=== ARBEITSAUFTRÄGE ===
1 - Prüfe, ob die Aussagen (a), (b) und (c) mit dem Textauszug übereinstimmen, und antworte jeweils mit Ja oder Nein samt den entscheidenden Worten des Textauszugs als wörtlichem Zitat. (a) Die Mission dauerte länger als ein Musikvideo von Taylor Swift. (b) Katy Perry küsste nach der Landung die Erde. (c) Die gesamte Crew bestand aus reichen Frauen.
2 - Gib den Abschnitt des Textauszugs von „Eine Weltraummission, bei“ bis „Quatsch mit Sternzeichen!“ wortgetreu aus.

=== VORLIEGENDER TEXTAUSZUG ===
'''

Ein «historischer» Flug ins All wird zum PR-Gag verwurstelt und sorgt auch Tage später noch für heftige Reaktionen auf Social Media. Aber warum eigentlich?

Eine Weltraummission, bei der ausschliesslich Frauen an Bord sind, klang historisch! Ein Hoch auf den Feminismus! Voll Girl Power! Obwohl die Hälfte der «Crew» aus reichen Frauen bestand, die ungefähr gleich viel Ahnung von Raumfahrt haben wie Meerschweinchen. Im Vorfeld schwafelte Katy Perry in einem Interview: «Ich habe mich schon immer für Astrophysik, Astronomie und Astrologie interessiert.» Astronomie UND Astrologie! Als wäre das dasselbe, obwohl Astronomie eine Wissenschaft ist und Astrologie Quatsch mit Sternzeichen!

Die «Mission» dauerte weniger lange als Taylor Swifts Musik Video zu«All Too Well», doch der Absturz kam erst nach der Landung. Katy Perry küsste die Erde – die sie vor knapp 10 Minuten verlassen hat. Gayle King schwafelte von ihrem Respekt gegenüber Mutter Erde, nachdem sie gerade wortwörtlich Millionen zu heisser Luft verpuffen liessen. Und ständig wurden sie als Astronauten bezeichnet. Das wäre, als würde man in einen Flug von Zürich nach Basel hocken und sich danach Pilot nennen! Die Kommentare im Youtube-Livestream waren sich einig: Das war nicht historisch, das hatte nichts mit Feminismus zu tun. Das war ein peinlicher Witz! Und damit ging die Online-Kritik erst los.

'''

=== VORLIEGENDE EINTRÄGE ===

'''

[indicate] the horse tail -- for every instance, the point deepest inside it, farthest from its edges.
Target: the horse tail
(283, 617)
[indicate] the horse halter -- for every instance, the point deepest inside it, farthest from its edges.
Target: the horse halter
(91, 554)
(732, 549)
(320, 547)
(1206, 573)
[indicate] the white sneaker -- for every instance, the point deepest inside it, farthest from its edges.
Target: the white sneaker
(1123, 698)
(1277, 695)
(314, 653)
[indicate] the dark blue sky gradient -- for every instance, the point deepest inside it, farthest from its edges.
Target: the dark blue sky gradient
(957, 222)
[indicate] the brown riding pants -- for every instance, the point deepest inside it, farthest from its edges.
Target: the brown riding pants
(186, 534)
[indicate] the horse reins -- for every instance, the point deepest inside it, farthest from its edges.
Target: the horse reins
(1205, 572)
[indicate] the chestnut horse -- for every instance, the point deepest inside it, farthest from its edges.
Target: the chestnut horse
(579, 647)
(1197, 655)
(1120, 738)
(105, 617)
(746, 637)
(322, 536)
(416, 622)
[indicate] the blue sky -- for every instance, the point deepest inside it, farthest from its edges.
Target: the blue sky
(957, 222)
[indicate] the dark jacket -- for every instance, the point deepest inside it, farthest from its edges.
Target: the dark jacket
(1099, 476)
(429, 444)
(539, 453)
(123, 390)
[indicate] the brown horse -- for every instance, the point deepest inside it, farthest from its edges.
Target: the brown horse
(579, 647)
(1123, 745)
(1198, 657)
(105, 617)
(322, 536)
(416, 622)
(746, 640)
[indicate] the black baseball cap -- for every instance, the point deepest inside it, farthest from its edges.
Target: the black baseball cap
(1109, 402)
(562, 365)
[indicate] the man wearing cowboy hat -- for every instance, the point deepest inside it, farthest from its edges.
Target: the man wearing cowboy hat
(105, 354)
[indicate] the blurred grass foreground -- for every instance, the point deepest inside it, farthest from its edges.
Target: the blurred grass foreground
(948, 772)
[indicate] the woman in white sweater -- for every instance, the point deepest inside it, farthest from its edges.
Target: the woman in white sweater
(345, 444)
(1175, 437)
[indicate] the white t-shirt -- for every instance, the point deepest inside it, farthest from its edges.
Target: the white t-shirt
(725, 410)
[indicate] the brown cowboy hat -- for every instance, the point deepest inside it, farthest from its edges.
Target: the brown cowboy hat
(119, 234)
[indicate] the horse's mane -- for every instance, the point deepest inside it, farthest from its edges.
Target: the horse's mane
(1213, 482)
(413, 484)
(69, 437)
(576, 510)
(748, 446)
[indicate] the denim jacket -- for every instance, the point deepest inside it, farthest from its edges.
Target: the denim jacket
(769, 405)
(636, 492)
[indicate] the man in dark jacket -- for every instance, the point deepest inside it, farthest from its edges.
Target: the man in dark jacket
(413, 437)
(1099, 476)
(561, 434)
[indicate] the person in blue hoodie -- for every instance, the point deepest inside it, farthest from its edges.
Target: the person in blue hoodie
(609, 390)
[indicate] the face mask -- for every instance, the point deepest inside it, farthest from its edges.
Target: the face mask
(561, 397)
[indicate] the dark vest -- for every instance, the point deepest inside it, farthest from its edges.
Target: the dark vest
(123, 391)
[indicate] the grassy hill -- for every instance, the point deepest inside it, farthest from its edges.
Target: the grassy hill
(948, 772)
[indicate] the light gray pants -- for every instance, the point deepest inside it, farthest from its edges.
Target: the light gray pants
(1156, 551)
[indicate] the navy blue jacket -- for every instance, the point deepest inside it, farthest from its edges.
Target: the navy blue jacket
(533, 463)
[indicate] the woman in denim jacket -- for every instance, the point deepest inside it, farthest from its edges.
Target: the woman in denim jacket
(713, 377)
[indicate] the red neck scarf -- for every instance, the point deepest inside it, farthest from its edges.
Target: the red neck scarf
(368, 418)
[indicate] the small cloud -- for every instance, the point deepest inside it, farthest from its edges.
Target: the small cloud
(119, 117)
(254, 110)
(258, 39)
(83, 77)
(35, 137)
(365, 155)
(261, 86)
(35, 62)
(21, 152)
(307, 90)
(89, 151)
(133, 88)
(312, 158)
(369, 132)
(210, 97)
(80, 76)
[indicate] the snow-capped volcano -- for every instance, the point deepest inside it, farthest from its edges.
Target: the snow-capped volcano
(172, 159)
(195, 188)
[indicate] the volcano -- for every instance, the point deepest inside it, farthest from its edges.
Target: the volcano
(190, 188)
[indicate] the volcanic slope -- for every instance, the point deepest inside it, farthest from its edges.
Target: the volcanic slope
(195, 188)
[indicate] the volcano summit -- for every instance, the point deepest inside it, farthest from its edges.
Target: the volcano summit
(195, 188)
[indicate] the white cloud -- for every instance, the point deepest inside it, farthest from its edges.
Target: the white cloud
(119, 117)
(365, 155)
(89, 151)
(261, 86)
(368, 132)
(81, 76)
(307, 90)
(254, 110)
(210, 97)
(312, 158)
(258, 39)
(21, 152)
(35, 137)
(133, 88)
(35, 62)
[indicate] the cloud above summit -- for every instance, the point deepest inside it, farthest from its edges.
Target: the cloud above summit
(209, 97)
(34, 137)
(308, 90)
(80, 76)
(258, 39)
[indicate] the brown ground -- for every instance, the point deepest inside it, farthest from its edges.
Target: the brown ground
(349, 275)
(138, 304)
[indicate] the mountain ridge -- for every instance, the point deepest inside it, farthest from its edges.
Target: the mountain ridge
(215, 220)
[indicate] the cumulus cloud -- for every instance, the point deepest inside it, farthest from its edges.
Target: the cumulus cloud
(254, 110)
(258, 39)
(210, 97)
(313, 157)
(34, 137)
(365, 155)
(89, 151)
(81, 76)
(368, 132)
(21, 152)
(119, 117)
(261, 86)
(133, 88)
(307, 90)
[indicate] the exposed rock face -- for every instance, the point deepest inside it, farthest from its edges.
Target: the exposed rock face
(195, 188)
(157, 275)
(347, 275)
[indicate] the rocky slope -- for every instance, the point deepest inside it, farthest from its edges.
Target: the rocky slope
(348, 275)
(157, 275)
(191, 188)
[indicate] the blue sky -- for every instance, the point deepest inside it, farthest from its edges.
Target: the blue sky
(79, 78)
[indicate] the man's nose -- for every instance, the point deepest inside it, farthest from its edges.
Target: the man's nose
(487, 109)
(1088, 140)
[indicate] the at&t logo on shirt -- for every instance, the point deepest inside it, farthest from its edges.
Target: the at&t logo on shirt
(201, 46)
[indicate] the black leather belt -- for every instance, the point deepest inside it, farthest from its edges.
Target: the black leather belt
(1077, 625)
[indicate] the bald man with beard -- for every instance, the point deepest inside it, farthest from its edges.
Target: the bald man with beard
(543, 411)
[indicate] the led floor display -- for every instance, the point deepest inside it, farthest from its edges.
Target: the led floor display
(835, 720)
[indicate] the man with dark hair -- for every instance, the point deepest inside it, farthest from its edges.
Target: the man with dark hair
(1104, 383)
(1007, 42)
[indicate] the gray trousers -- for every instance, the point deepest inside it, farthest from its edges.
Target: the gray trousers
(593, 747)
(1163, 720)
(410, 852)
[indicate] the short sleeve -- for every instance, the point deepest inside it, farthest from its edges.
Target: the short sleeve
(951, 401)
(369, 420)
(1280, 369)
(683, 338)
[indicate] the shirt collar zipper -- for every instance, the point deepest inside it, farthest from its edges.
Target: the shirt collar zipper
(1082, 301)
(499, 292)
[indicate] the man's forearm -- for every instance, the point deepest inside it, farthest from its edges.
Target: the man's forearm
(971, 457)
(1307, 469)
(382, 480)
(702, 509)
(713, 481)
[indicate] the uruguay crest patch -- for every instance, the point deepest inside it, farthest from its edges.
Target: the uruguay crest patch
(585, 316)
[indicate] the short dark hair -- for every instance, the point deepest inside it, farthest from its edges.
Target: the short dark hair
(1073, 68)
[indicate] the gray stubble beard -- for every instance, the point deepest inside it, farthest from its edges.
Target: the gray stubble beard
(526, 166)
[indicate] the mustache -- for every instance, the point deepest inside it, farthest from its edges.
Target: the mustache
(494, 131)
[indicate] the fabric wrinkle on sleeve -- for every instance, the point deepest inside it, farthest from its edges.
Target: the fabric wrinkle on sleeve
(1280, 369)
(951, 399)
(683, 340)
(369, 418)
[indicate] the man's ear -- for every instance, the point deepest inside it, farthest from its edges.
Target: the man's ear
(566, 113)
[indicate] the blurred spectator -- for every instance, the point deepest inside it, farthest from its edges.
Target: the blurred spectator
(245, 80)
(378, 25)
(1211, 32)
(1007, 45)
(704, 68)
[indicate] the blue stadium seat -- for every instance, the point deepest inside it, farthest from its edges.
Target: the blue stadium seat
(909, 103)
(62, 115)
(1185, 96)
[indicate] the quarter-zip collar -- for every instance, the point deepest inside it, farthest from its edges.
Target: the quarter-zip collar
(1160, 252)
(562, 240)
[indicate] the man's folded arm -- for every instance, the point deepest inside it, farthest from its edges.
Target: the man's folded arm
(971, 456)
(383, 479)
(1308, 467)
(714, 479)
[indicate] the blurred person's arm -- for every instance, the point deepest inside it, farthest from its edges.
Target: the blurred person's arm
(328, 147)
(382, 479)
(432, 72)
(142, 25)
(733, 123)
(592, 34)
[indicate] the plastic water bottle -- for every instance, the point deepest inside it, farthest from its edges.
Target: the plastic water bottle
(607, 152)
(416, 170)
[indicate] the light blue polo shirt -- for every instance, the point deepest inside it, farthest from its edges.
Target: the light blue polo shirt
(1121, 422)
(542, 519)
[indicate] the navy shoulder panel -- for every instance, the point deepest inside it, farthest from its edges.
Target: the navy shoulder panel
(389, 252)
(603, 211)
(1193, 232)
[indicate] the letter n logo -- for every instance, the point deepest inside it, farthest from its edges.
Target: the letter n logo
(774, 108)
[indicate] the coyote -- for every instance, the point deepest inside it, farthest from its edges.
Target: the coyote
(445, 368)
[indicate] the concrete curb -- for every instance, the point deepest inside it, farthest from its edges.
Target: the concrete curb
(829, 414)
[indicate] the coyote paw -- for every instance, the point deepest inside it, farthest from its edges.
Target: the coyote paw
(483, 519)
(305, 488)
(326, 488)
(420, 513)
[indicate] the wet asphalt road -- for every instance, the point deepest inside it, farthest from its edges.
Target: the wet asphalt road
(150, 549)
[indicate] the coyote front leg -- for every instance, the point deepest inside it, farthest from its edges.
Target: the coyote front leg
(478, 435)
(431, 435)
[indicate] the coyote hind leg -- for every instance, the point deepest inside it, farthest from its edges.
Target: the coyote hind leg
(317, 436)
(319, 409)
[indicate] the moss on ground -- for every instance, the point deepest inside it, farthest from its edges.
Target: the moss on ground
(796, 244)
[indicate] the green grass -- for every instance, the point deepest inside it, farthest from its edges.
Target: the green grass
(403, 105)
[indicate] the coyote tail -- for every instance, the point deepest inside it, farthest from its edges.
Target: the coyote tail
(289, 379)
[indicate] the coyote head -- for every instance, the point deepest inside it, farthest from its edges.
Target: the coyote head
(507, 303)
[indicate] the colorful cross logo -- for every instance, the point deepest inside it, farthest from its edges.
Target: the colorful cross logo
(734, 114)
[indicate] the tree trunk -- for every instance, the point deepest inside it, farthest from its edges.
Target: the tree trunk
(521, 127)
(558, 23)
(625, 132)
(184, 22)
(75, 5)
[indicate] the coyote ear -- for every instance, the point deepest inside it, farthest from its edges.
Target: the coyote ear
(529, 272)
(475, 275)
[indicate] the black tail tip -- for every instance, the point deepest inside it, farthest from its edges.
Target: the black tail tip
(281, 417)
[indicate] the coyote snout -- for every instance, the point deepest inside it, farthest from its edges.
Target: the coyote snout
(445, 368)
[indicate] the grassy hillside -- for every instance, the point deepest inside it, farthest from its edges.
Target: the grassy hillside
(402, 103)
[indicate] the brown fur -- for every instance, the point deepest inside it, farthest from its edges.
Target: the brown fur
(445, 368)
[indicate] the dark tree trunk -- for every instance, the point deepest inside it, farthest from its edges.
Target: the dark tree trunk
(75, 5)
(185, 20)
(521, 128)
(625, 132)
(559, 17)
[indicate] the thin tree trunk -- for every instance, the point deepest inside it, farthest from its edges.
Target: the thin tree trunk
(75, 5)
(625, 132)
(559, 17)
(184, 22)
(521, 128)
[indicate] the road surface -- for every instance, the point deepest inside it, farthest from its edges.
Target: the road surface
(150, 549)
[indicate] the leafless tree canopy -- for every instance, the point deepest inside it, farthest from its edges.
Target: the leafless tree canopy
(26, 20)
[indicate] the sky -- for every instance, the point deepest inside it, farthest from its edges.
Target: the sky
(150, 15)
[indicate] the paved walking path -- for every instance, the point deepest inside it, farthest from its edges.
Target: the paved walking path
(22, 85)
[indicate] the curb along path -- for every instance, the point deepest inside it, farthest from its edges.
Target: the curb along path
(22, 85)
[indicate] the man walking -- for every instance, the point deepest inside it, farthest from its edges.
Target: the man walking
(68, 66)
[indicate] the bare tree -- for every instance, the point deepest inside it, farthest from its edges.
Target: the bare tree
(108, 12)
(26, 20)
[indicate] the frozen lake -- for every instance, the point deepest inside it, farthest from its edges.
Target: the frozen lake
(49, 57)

'''

=== ANTWORTEN NACH AUFGABEN ===
1 -
(a) Nein – „Die «Mission» dauerte weniger lange als Taylor Swifts Musik Video“
(b) Ja – „Katy Perry küsste die Erde“
(c) Nein – „Obwohl die Hälfte der «Crew» aus reichen Frauen bestand“

2 -
Eine Weltraummission, bei der ausschliesslich Frauen an Bord sind, klang historisch! Ein Hoch auf den Feminismus! Voll Girl Power! Obwohl die Hälfte der «Crew» aus reichen Frauen bestand, die ungefähr gleich viel Ahnung von Raumfahrt haben wie Meerschweinchen. Im Vorfeld schwafelte Katy Perry in einem Interview: «Ich habe mich schon immer für Astrophysik, Astronomie und Astrologie interessiert.» Astronomie UND Astrologie! Als wäre das dasselbe, obwohl Astronomie eine Wissenschaft ist und Astrologie Quatsch mit Sternzeichen!